EXERCISE DIRECTIONS
Copy out the part that opens with the line containing "Keypoint guideline: for each instance of the silver" and runs to the end of the records, renaming "silver laptop" to "gray laptop" and keeping everything else the same.

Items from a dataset
━━━━━━━━━━

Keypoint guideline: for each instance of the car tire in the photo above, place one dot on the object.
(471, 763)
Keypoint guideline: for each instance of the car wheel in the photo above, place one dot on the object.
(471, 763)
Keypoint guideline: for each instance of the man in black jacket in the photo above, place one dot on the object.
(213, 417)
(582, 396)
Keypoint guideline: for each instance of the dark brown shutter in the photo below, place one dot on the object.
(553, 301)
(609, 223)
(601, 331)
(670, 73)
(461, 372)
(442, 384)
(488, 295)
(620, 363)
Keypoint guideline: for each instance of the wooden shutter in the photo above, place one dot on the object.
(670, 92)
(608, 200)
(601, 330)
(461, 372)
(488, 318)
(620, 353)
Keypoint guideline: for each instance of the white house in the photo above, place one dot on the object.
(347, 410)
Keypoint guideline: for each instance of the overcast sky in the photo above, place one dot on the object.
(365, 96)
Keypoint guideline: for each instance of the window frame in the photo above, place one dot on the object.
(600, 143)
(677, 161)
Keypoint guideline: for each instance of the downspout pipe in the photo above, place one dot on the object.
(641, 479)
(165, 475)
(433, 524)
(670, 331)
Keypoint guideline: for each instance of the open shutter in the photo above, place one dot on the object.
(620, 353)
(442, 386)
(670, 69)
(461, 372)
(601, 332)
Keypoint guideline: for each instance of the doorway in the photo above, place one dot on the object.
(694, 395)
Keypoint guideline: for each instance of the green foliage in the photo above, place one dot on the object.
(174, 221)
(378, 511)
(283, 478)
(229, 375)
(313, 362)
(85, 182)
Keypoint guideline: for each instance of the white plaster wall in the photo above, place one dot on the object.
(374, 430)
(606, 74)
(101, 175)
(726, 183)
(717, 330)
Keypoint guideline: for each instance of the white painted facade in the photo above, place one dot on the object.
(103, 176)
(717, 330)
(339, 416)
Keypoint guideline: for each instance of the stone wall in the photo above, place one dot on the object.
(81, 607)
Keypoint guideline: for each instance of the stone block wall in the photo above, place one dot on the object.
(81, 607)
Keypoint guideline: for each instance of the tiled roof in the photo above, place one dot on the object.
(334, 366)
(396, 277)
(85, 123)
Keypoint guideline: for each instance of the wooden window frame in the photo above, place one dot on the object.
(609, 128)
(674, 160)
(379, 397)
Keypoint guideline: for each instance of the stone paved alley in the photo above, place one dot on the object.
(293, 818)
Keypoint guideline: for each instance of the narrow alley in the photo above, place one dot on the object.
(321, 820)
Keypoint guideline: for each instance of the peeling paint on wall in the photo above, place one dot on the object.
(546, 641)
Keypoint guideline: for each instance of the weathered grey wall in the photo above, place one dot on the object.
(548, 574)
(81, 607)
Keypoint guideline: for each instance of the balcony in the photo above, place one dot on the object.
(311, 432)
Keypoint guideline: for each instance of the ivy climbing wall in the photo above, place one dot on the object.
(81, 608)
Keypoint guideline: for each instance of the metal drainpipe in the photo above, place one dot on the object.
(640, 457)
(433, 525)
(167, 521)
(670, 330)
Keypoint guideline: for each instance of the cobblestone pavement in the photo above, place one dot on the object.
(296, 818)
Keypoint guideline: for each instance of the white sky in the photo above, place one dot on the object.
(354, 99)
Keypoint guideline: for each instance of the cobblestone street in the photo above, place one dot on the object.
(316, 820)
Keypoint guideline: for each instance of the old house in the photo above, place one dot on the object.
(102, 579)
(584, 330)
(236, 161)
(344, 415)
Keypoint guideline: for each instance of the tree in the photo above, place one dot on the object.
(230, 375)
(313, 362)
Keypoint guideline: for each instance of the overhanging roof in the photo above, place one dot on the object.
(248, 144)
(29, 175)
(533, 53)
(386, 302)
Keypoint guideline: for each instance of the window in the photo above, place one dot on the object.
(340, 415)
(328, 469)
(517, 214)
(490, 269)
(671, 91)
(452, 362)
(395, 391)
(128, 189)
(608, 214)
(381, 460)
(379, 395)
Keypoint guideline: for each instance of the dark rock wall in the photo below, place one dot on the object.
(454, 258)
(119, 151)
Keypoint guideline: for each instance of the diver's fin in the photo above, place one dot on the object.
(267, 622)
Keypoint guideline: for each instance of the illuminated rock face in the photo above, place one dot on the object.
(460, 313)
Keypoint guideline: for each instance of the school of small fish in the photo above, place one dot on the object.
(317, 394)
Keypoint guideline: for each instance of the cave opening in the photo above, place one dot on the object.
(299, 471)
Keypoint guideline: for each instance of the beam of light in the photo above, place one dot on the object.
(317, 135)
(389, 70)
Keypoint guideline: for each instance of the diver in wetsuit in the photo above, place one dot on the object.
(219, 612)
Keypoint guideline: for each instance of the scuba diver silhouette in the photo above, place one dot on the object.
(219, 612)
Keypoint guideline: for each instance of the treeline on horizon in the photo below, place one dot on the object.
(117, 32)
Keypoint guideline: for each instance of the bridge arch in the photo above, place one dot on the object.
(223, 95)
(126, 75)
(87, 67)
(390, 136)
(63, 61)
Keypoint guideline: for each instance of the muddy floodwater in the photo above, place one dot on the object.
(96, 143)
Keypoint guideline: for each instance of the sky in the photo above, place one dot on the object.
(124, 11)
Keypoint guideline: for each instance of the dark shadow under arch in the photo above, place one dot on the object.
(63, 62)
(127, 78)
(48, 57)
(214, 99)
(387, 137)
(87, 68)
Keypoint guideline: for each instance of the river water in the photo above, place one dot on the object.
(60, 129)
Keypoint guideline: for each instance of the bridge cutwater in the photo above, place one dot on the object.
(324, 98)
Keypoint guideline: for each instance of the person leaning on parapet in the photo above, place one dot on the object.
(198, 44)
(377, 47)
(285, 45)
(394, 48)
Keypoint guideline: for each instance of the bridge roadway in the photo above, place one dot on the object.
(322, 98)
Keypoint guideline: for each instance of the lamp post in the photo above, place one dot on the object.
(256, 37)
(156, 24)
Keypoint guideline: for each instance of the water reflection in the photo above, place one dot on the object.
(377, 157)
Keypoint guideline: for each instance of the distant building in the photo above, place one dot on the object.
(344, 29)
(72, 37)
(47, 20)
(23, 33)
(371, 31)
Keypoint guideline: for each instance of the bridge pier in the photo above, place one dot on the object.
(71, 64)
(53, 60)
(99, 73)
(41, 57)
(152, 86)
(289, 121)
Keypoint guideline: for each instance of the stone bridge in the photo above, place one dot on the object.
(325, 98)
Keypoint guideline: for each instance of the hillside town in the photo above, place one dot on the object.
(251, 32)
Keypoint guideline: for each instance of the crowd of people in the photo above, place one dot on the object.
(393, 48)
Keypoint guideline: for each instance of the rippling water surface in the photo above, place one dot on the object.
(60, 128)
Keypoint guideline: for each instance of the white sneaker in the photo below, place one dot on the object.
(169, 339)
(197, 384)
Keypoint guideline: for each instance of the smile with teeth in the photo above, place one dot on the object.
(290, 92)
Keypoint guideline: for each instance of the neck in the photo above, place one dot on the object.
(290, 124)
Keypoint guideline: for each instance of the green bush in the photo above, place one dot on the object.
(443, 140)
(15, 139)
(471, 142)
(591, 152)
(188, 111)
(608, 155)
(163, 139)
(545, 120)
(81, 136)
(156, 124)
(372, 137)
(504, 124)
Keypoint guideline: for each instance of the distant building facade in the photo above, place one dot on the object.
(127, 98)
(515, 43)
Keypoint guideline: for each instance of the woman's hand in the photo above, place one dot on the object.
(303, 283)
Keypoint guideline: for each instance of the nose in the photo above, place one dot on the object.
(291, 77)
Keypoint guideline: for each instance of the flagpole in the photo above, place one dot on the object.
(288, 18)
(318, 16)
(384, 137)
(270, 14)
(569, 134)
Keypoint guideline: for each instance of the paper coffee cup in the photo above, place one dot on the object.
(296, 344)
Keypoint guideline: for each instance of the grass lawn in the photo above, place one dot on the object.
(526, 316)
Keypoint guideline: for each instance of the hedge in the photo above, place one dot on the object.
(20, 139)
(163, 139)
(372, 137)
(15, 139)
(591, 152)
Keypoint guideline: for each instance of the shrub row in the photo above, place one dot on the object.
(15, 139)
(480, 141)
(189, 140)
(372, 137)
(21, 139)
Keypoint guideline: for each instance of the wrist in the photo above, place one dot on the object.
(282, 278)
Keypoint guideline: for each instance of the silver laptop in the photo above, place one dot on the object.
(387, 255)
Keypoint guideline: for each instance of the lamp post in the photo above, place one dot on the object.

━━━━━━━━━━

RESPONSE
Keypoint guideline: for each instance of the gray laptop in the photo above, place one dot on the object.
(387, 255)
Keypoint guideline: for each instance of the lamp post in the photo above, place one dot on the object.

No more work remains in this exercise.